═══ SOURCE DATA ═══

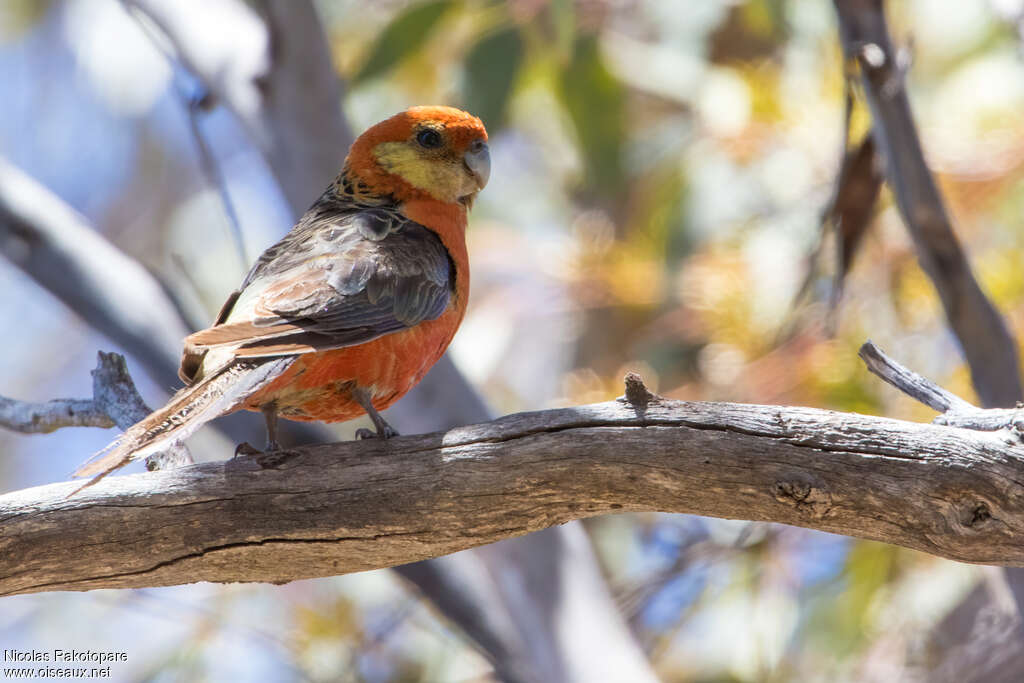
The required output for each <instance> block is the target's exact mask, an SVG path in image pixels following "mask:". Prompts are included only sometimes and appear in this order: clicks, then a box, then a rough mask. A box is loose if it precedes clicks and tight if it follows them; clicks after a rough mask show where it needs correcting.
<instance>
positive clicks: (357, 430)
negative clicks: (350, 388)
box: [352, 387, 398, 438]
mask: <svg viewBox="0 0 1024 683" xmlns="http://www.w3.org/2000/svg"><path fill="white" fill-rule="evenodd" d="M352 398H354V399H355V402H356V403H358V404H359V405H361V407H362V410H364V411H366V412H367V415H369V416H370V419H371V420H372V421H373V423H374V426H375V427H377V431H376V432H375V431H373V430H370V429H367V428H365V427H362V428H360V429H356V430H355V438H391V437H392V436H397V435H398V431H397V430H396V429H395V428H394V427H392V426H391V425H389V424H388V423H387V420H385V419H384V418H382V417H381V414H380V413H378V412H377V409H376V408H374V401H373V398H372V397H371V395H370V392H369V391H367V390H366V389H364V388H361V387H355V388H354V389H352Z"/></svg>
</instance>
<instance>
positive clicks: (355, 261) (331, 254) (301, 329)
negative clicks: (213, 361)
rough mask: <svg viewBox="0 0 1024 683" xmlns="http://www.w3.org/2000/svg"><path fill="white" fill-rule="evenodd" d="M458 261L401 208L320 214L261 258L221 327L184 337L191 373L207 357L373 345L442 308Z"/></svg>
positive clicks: (269, 356) (269, 248)
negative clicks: (383, 335) (452, 258)
mask: <svg viewBox="0 0 1024 683" xmlns="http://www.w3.org/2000/svg"><path fill="white" fill-rule="evenodd" d="M454 270H455V265H454V263H453V262H452V259H451V257H450V256H449V253H447V251H446V250H445V248H444V245H443V244H442V243H441V241H440V238H438V237H437V234H436V233H434V232H433V231H432V230H430V229H428V228H426V227H424V226H423V225H420V224H419V223H416V222H414V221H411V220H409V219H408V218H406V217H404V216H402V215H401V214H400V213H399V212H398V211H397V210H396V209H394V208H391V209H387V208H381V207H373V208H366V207H364V208H360V209H359V210H357V211H352V212H350V213H347V214H346V213H344V212H342V213H341V215H340V217H339V213H338V212H337V211H335V212H330V213H326V214H324V215H317V214H312V216H310V215H309V214H307V216H306V217H305V218H304V219H303V221H302V222H300V223H299V225H297V226H296V227H295V228H294V229H293V230H292V231H291V232H290V233H289V234H288V236H286V237H285V239H283V240H282V241H281V242H280V243H278V244H276V245H274V246H273V247H270V248H269V249H268V250H267V251H266V252H264V253H263V255H262V256H260V258H259V259H258V260H257V262H256V265H255V266H254V267H253V269H252V270H251V271H250V272H249V274H248V275H247V276H246V280H245V282H244V283H243V287H242V289H241V290H240V291H239V292H237V293H234V294H232V296H231V299H229V300H228V302H227V303H225V305H224V308H223V309H222V311H221V314H220V316H219V317H218V324H216V325H214V327H212V328H209V329H207V330H202V331H200V332H197V333H196V334H194V335H191V336H189V337H188V338H187V339H186V340H185V348H186V352H185V356H184V357H183V358H182V374H183V376H184V374H185V372H186V364H188V368H189V369H190V372H188V375H189V376H190V377H189V378H185V379H190V378H195V377H197V376H198V371H199V367H200V365H201V364H202V359H203V355H204V354H205V353H206V351H208V350H211V349H225V348H226V349H230V350H231V351H232V353H233V355H234V357H237V358H254V357H270V356H280V355H291V354H301V353H310V352H314V351H321V350H327V349H330V348H340V347H344V346H352V345H355V344H361V343H366V342H368V341H372V340H373V339H376V338H378V337H381V336H383V335H386V334H391V333H393V332H397V331H399V330H403V329H407V328H410V327H413V326H415V325H418V324H419V323H422V322H423V321H427V319H433V318H436V317H437V316H439V315H440V314H441V313H443V312H444V309H445V308H447V306H449V303H450V301H451V299H452V294H453V291H454V287H455V272H454Z"/></svg>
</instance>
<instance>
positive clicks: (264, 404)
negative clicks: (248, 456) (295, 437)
mask: <svg viewBox="0 0 1024 683" xmlns="http://www.w3.org/2000/svg"><path fill="white" fill-rule="evenodd" d="M259 410H260V413H262V414H263V419H264V420H265V421H266V451H260V450H259V449H257V447H256V446H254V445H252V444H251V443H249V441H243V442H242V443H239V444H238V445H237V446H236V447H234V457H236V458H238V457H239V456H258V455H260V454H263V453H269V452H271V451H281V444H280V443H278V404H276V403H275V402H273V401H270V402H269V403H263V404H262V405H260V408H259Z"/></svg>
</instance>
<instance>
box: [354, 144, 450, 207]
mask: <svg viewBox="0 0 1024 683" xmlns="http://www.w3.org/2000/svg"><path fill="white" fill-rule="evenodd" d="M374 159H376V160H377V163H378V164H379V165H380V167H381V168H382V169H384V170H385V171H387V172H388V173H391V174H393V175H397V176H400V177H401V178H402V179H403V180H406V182H408V183H409V184H411V185H413V186H414V187H417V188H419V189H422V190H424V191H427V193H429V194H430V196H431V197H433V198H434V199H436V200H439V201H441V202H456V201H457V200H458V199H459V198H460V197H462V196H463V195H464V194H466V193H465V186H466V178H465V176H466V173H465V172H464V171H463V170H462V169H461V168H459V166H458V165H457V164H453V163H451V162H447V161H445V160H443V159H424V158H423V157H421V156H420V154H419V152H418V151H417V150H414V148H413V147H412V146H410V145H409V143H407V142H381V143H380V144H378V145H377V146H375V147H374Z"/></svg>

═══

_TASK DETAILS:_ Recast the data from its beginning through the line containing "box: [352, 387, 398, 438]" as a numbered list, with both ends included and blank lines dropped. Leave the pictures out of the answer.

_ANSWER SPACE:_
1. The required output for each <instance> block is the target's exact mask, an SVG path in image pixels following "mask:". Prompts are included only sometimes and appear in this order: clicks, then a box, then a rough mask. A box is loose if it precedes clicks and tight if it follows them; clicks after a rough mask show where it needs correcting.
2. <instance>
3. positive clicks: (357, 430)
4. negative clicks: (350, 388)
5. box: [352, 387, 398, 438]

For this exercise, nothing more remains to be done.